Write out again the entries from the first line to the line that includes "Task: mark one point on every instance of the rock", keeping both of those lines.

* Data extract:
-------------------------
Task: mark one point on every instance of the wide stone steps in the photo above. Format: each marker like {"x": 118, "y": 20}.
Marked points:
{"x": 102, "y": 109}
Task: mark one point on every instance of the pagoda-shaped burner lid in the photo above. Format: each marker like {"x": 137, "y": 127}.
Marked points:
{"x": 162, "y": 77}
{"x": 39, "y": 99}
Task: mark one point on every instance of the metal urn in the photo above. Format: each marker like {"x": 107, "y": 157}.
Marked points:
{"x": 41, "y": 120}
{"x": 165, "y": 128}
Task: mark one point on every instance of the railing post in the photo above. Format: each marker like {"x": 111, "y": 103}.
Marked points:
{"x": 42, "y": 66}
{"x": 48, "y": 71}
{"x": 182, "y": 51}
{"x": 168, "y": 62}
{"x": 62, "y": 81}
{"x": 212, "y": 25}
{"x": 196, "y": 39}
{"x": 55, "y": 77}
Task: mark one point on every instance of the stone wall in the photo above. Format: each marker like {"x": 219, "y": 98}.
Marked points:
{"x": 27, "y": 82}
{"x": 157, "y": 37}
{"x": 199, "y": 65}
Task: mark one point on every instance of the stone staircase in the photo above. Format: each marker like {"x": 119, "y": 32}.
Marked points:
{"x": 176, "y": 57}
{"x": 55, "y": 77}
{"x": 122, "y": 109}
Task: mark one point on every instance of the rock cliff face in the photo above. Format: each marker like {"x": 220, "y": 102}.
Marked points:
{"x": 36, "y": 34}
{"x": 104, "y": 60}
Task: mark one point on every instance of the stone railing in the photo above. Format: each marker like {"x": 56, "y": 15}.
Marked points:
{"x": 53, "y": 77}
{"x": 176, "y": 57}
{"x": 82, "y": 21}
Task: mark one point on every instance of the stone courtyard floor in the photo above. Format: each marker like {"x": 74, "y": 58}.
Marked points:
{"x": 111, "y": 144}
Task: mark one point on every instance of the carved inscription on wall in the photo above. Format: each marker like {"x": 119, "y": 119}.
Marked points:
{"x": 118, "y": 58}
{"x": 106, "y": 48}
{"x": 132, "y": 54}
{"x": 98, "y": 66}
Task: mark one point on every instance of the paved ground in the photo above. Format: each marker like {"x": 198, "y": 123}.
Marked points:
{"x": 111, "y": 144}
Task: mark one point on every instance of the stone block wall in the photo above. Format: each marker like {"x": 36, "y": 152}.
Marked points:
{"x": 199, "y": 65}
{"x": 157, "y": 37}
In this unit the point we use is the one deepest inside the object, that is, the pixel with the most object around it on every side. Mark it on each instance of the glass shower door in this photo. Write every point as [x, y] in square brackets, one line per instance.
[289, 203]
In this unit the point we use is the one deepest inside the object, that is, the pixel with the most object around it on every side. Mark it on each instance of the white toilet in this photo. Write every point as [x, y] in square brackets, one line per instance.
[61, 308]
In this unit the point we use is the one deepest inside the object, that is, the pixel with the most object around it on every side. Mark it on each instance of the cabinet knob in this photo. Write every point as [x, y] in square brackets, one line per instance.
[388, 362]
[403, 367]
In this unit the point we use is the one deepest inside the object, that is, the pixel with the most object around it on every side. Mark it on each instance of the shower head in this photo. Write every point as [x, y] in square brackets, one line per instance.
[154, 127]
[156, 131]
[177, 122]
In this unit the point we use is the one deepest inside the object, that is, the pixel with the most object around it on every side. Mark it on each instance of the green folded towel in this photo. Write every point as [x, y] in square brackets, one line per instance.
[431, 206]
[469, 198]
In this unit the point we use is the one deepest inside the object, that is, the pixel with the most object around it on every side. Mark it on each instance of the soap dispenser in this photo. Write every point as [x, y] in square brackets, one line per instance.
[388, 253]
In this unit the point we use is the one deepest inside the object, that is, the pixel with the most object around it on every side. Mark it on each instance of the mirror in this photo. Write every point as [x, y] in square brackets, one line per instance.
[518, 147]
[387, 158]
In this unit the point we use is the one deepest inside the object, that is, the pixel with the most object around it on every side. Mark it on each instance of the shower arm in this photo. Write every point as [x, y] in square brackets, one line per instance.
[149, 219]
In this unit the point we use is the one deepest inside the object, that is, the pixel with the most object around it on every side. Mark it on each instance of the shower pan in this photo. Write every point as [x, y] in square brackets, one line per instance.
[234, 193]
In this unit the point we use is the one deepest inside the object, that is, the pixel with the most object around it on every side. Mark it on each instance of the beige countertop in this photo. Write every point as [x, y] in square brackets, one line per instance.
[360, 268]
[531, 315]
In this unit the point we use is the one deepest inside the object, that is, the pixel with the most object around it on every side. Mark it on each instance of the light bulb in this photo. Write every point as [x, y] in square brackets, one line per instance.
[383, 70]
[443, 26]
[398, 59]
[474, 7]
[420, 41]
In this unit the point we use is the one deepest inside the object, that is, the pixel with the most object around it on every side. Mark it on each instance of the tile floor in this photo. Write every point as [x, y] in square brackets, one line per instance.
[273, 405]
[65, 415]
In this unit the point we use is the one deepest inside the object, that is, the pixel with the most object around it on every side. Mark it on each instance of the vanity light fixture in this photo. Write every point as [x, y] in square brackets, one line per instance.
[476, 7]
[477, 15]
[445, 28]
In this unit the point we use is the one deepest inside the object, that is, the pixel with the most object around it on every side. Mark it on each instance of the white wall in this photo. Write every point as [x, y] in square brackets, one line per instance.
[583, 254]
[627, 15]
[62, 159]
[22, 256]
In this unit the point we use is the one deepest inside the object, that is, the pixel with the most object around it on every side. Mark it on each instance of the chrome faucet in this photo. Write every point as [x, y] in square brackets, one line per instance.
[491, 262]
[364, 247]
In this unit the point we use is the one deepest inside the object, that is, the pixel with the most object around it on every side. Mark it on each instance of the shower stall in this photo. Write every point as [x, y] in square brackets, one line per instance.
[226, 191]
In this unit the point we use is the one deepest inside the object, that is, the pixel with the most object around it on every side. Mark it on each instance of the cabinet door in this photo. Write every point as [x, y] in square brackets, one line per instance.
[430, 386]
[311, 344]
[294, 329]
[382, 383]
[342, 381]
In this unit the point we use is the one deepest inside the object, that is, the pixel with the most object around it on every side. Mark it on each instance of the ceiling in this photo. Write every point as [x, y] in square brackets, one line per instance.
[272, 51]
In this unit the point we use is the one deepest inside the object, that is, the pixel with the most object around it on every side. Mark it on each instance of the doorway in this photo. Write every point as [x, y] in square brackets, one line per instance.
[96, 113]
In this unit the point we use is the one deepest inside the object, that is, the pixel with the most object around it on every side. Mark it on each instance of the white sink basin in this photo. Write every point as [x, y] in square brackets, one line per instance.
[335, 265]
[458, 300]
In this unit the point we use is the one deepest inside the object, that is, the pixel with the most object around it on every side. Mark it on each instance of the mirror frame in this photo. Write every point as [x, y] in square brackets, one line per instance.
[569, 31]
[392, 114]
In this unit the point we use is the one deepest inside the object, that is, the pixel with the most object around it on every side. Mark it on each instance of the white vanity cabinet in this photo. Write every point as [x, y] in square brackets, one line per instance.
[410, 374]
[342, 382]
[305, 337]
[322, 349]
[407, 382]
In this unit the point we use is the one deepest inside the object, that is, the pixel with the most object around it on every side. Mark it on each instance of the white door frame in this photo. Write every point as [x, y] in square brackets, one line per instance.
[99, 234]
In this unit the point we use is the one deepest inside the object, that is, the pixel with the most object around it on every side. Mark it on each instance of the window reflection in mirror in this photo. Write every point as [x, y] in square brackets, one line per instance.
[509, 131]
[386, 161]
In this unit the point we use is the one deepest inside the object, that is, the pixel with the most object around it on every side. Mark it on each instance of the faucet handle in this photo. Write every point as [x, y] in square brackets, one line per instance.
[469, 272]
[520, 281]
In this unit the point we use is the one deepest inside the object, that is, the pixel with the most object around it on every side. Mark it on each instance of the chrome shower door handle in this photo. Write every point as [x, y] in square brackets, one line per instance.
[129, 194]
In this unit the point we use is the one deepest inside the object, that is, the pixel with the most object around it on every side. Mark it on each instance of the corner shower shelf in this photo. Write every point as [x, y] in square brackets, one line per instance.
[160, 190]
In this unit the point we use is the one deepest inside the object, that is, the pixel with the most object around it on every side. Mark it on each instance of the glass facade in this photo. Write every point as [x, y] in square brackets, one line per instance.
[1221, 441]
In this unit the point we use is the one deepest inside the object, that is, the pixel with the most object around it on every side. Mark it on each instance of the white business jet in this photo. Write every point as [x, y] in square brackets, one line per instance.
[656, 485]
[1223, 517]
-------------------------
* Exercise result:
Task: mark one point on every instance of the wide stone steps in the photo above. Format: each marker like {"x": 118, "y": 20}.
Marked points:
{"x": 102, "y": 109}
Task: mark one point on every instance of the pagoda-shaped burner lid in the photo above. Format: each marker like {"x": 137, "y": 127}.
Marked points:
{"x": 162, "y": 77}
{"x": 39, "y": 99}
Task: mark one point on every instance of the metal urn in the photo above. Format: each marker like {"x": 107, "y": 157}.
Marked points:
{"x": 41, "y": 120}
{"x": 165, "y": 128}
Task: mark one point on every instance of the railing post in the photo above. Format: each marker like {"x": 111, "y": 103}.
Marked points:
{"x": 42, "y": 66}
{"x": 48, "y": 71}
{"x": 182, "y": 51}
{"x": 168, "y": 62}
{"x": 62, "y": 81}
{"x": 212, "y": 25}
{"x": 196, "y": 39}
{"x": 55, "y": 77}
Task: mark one point on every instance of the stone wall in the photo above. Format: each marker like {"x": 219, "y": 98}.
Marked points:
{"x": 27, "y": 82}
{"x": 157, "y": 37}
{"x": 199, "y": 65}
Task: mark one point on every instance of the stone staircase in the photo above. Format: each marker like {"x": 119, "y": 32}.
Marked points:
{"x": 176, "y": 57}
{"x": 55, "y": 77}
{"x": 122, "y": 109}
Task: mark one point on every instance of the rock cliff face in the photo above. Format: each marker like {"x": 220, "y": 102}.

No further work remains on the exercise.